**What you need to do**
Each record is to be given again precisely as written.

**Source information**
============================================================
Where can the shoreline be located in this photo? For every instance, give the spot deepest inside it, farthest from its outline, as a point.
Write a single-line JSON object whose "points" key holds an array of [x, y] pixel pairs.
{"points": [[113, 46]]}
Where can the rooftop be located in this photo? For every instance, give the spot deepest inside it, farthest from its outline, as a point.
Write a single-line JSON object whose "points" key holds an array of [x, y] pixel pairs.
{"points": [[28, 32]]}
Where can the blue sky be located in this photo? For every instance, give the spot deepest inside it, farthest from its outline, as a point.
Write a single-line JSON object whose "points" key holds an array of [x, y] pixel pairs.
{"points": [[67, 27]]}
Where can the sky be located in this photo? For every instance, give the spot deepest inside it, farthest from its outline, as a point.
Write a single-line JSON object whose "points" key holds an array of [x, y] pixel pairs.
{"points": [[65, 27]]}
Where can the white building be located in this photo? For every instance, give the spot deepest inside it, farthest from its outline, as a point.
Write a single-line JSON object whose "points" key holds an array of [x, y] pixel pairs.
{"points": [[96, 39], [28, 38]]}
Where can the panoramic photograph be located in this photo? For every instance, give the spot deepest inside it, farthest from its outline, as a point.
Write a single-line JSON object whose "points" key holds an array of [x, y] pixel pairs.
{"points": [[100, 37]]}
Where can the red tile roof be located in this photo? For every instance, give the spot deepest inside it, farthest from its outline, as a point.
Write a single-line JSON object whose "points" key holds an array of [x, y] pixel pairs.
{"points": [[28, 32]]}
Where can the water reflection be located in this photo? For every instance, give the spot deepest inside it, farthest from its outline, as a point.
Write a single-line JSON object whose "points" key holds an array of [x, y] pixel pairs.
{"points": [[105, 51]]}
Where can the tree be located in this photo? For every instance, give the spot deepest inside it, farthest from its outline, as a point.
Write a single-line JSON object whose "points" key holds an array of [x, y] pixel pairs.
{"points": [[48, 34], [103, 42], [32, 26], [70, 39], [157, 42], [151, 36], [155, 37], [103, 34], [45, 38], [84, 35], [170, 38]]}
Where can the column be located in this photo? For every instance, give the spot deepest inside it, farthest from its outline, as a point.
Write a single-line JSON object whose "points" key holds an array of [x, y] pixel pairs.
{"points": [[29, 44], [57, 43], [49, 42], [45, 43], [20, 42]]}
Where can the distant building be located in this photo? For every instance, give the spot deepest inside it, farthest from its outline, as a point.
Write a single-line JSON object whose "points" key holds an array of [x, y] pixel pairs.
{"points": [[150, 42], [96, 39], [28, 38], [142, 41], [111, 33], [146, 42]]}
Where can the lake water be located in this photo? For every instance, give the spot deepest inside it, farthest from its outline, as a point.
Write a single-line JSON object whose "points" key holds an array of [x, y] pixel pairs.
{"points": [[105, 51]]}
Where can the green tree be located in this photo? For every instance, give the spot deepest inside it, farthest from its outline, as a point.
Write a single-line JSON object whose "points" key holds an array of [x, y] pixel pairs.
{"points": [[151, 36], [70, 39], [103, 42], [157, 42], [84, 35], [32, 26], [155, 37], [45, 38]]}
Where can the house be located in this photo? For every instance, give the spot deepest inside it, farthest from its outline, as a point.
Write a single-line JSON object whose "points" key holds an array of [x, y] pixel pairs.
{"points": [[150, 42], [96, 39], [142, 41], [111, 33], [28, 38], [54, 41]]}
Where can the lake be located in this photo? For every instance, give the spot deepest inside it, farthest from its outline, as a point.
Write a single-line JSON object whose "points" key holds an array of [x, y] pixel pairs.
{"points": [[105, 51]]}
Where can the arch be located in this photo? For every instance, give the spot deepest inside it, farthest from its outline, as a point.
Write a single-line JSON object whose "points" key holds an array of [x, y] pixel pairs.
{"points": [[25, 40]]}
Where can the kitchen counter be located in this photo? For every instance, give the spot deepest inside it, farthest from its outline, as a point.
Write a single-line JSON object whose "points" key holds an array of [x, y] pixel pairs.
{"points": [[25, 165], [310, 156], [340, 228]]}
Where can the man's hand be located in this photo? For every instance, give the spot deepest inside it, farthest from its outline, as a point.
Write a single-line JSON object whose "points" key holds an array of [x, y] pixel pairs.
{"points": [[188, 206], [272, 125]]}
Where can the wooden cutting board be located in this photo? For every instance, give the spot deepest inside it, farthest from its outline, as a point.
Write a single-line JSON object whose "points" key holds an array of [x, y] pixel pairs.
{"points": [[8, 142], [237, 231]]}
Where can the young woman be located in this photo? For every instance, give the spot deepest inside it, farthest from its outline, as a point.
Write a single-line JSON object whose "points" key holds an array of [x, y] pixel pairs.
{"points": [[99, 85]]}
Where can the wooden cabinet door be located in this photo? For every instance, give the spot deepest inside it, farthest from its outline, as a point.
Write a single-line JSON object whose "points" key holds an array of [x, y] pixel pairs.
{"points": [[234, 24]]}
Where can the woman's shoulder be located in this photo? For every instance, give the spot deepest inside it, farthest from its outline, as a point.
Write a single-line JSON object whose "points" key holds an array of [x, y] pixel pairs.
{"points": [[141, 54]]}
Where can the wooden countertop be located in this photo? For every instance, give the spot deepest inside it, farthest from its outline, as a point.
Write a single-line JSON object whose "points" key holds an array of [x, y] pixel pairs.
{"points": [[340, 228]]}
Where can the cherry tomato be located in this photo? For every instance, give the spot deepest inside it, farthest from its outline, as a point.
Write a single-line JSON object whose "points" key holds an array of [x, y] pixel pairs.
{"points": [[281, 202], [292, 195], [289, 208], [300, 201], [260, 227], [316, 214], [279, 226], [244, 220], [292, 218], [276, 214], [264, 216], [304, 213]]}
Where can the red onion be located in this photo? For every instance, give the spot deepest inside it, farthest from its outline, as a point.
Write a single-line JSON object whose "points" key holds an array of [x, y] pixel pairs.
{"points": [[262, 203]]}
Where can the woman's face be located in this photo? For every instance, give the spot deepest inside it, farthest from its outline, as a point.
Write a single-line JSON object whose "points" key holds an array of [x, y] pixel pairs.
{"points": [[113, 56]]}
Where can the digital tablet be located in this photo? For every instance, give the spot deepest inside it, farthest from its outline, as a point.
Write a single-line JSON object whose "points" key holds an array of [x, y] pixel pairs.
============================================================
**Result**
Where can the shoreline be located in this photo? For every instance, give the spot deepest inside it, farthest from its outline, as a point.
Write a single-line JSON object whose "points" key holds an array of [x, y] pixel pairs.
{"points": [[113, 46]]}
Where can the rooftop be located in this photo? For every instance, give the spot deepest inside it, farthest from its outline, as a point.
Write a single-line JSON object whose "points" key holds an array of [x, y] pixel pairs.
{"points": [[28, 32]]}
Where can the blue sky be located in this photo? For every instance, give the spot deepest inside it, farthest from its outline, as a point.
Write a single-line JSON object whose "points" key holds an array of [x, y] pixel pairs.
{"points": [[67, 27]]}
Where can the sky be located in this photo? For every instance, give the spot deepest inside it, farthest from its outline, as a point.
Write a single-line JSON object whose "points" key holds an array of [x, y] pixel pairs.
{"points": [[65, 27]]}
Where can the white building be located in this photo? For every instance, give the spot deepest inside it, farthest from its outline, as a point.
Write a single-line JSON object whose "points" key holds an array of [x, y] pixel pairs.
{"points": [[96, 39], [28, 38]]}
Where can the panoramic photograph be located in this photo? For every instance, give the spot deepest inside it, farthest from its outline, as a point.
Write a single-line JSON object whose "points" key holds an array of [x, y] pixel pairs.
{"points": [[100, 37]]}
Where can the red tile roof be located in this photo? For every instance, give the spot deepest inside it, farthest from its outline, as a point.
Write a single-line JSON object whose "points" key holds an array of [x, y] pixel pairs.
{"points": [[28, 32]]}
Where can the water reflection be located in this photo? For every instance, give the spot deepest inside it, farthest from its outline, as a point.
Write a single-line JSON object whose "points" key holds an array of [x, y] pixel pairs.
{"points": [[105, 51]]}
Where can the tree be located in this photo? For every instance, give the spot deepest inside it, farthest from its outline, as a point.
Write a single-line JSON object whose "points" key holds an array of [x, y] pixel pairs.
{"points": [[48, 34], [103, 42], [32, 26], [70, 39], [157, 42], [151, 36], [155, 37], [103, 34], [45, 38], [84, 35], [170, 38]]}
Where can the column be located in this photo? For every instance, give the spot deepest inside it, farthest from its outline, as a point.
Write a single-line JSON object whose "points" key holds an array of [x, y] pixel pairs.
{"points": [[29, 44], [57, 43], [49, 42], [45, 43], [20, 42]]}
Where can the distant building be located in this photo? For every instance, give the spot deepest inside it, farthest from its outline, as a point.
Write a single-line JSON object whose "points" key holds an array of [x, y] pixel pairs.
{"points": [[150, 42], [96, 39], [28, 38], [142, 41], [111, 33], [146, 42]]}
Where can the lake water be located in this photo? For every instance, give the spot deepest inside it, farthest from its outline, as a point.
Write a single-line JSON object whose "points" key holds an array of [x, y] pixel pairs.
{"points": [[105, 51]]}
Where can the green tree be located in this photo? For every instance, give the spot deepest inside it, farthest from its outline, as a point.
Write a single-line JSON object whose "points" key holds an array of [x, y] pixel pairs.
{"points": [[151, 36], [70, 39], [103, 42], [157, 42], [84, 35], [32, 26], [155, 37], [45, 38]]}
Where can the house be located in this photo? For every instance, give the spot deepest inside it, farthest from its outline, as a point.
Write a single-line JSON object whose "points" key holds an array of [x, y] pixel pairs.
{"points": [[150, 42], [96, 39], [142, 41], [111, 33], [28, 38], [54, 41]]}
Where can the lake be located in this photo? For every instance, give the spot deepest inside it, farthest from its outline, as a point.
Write a single-line JSON object whose "points" key holds an array of [x, y] pixel pairs.
{"points": [[105, 51]]}
Where can the arch be located in this photo? For every instance, give the spot deepest inside it, farthest from its outline, as a point.
Write a single-line JSON object whose "points" key holds an array of [x, y] pixel pairs.
{"points": [[25, 40]]}
Where can the kitchen counter be located in this photo? For every instance, give the spot deepest inside it, farthest from its outline, as a point.
Write a single-line JSON object whose "points" key holds an array of [x, y] pixel pairs.
{"points": [[25, 165], [310, 156], [340, 228]]}
Where can the man's hand be located in this photo? For every instance, give the spot deepest inside it, farthest from its outline, as a point.
Write a single-line JSON object whose "points" key holds an array of [x, y] pixel pairs.
{"points": [[188, 206], [272, 125]]}
Where can the wooden cutting board be located in this photo? For every instance, give the spot deepest inside it, farthest from its outline, as a point.
Write a single-line JSON object whose "points" key holds an array of [x, y] pixel pairs.
{"points": [[8, 142], [237, 231]]}
Where can the young woman be located in this photo? For every instance, give the spot deepest inside it, farthest from its outline, as a point.
Write a single-line JSON object whose "points" key holds an array of [x, y] pixel pairs.
{"points": [[99, 85]]}
Where can the wooden cabinet door be located in this photo? For every instance, give the spot deepest inside it, farthest from its outline, as a point.
Write a single-line JSON object whose "points" key holds an array of [x, y] pixel pairs.
{"points": [[234, 24]]}
Where can the woman's shoulder be located in this photo? For every instance, give the spot deepest inside it, farthest from its outline, as a point.
Write a single-line JSON object whose "points" key holds an array of [x, y] pixel pairs.
{"points": [[141, 54]]}
Where can the wooden countertop be located in this photo? For every instance, give the spot deepest inside it, farthest from its outline, as a point.
Write a single-line JSON object whose "points" key holds an array of [x, y] pixel pairs.
{"points": [[340, 228]]}
Where can the cherry tomato be located in this photo? For every instance, give the spot deepest inside it, farthest from its outline, as a point.
Write a single-line JSON object whose "points" key holds an array of [x, y] pixel pairs.
{"points": [[281, 202], [292, 195], [289, 208], [300, 201], [260, 227], [316, 214], [279, 226], [244, 220], [292, 218], [276, 214], [264, 216], [304, 213]]}
Where can the red onion be located in this photo? For every instance, give the spot deepest inside it, farthest from its outline, as a point.
Write a single-line JSON object whose "points" key holds an array of [x, y] pixel pairs.
{"points": [[262, 203]]}
Where can the woman's face be located in this photo? For every instance, give the spot deepest inside it, farthest from its outline, as a point.
Write a single-line JSON object whose "points" key holds an array of [x, y] pixel pairs.
{"points": [[113, 56]]}
Where can the digital tablet be located in this photo? For every instance, give the spot deepest inside it, farthest from its outline, as a point.
Write a single-line JSON object whose "points" key holds an array of [x, y] pixel pairs.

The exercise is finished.